═══ SELECTED TEXT
Fortunately, a few days later our group went to Thailand to visit the great Thai forest monk Ajahn Chah. This master radiated a joyful smile, weaving jokes and playful comments with the deepest dharmic truths. Seeing this embodiment of a realized being renewed my faith that playfulness could be an integral part of one’s spiritual journey. Often wisdom and inspiration come in a joyful package. The Dalai Lama, who teaches that “the purpose of life is to be happy,” has certainly seen more suffering than most of us could imagine. Yet he has an infectious buoyancy and playfulness that delight anyone around him.
In recent years, I’ve been leading groups called Awakening Joy. The Buddha said, “Whatever one frequently thinks and ponders upon will become the inclination of the mind.” In our sessions, we incline our minds to states of well-being, contentment and joy. One participant shared an experience he described as illuminating:
One day, as I was driving into the city, there was traffic. I tend to get really frustrated and contracted when there’s traffic; I get on a roll, thinking about everything that’s wrong in our society. Suddenly, that day, I stopped and asked myself, “Now wait a minute. Is there any joy here?” I saw I could just switch the channels. I looked out the window and I saw the water. I looked around and noticed it was a clear day. I opened my sunroof and I said to myself, “You know, it’s not so bad.” I realized there was a switch that I’m starting to nurture that I didn’t used to know was there.
Historian Howard Zinn writes:
An optimist isn’t necessarily a blithe, slightly sappy whistler in the dark of our time. To be hopeful in bad times is not just foolishly romantic. If we see only the worst, it destroys our capacity to do something. If we remember those times and places—and there are so many—where people have behaved magnificently, this gives us the energy to act, and at least the possibility of sending this spinning top of a world in a different direction.
If our tank of inspiration is empty and we feel we have nothing to offer, we need to find ways to nourish our hearts. Appreciating the water, the clear day, the warm bellies of our dogs, we generate energy and inspiration. Life itself becomes sacred—something we’re motivated to work to preserve and share. As we access appreciation and joy, we are moved to share those qualities with others, making a difference in this world, helping move it from darkness to light.
There are many strategies to get out of one’s head and uplift one’s heart. Take on a daily gratitude practice. Express your creativity through writing, dance, singing or art. Spend time in nature. Do yoga. Get silly, play around little kids (at least for a little while!), watch a Mel Brooks movie. Remember to nourish your joyful spirit in these difficult times. We need it.
══════
_TASK ITEM_: In two sentences, what does the passage on joy and spiritual practice say?
═══ RECORDED INFORMATION
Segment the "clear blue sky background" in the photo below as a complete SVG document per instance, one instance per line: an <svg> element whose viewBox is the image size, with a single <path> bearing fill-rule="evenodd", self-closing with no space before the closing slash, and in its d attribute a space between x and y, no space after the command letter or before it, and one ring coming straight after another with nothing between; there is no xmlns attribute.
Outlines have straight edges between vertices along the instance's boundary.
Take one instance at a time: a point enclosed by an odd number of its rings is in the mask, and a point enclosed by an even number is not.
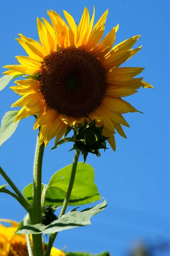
══════
_TASK OUTPUT_: Playful teachers such as Ajahn Chah and the Dalai Lama show that joy and playfulness can be an integral part of the spiritual journey, and the Awakening Joy groups incline the mind toward well-being, contentment and joy. When inspiration runs low, appreciating simple things like the water or a clear day nourishes the heart and moves us to share joy and make a difference, supported by practices such as gratitude, creative expression, time in nature and play.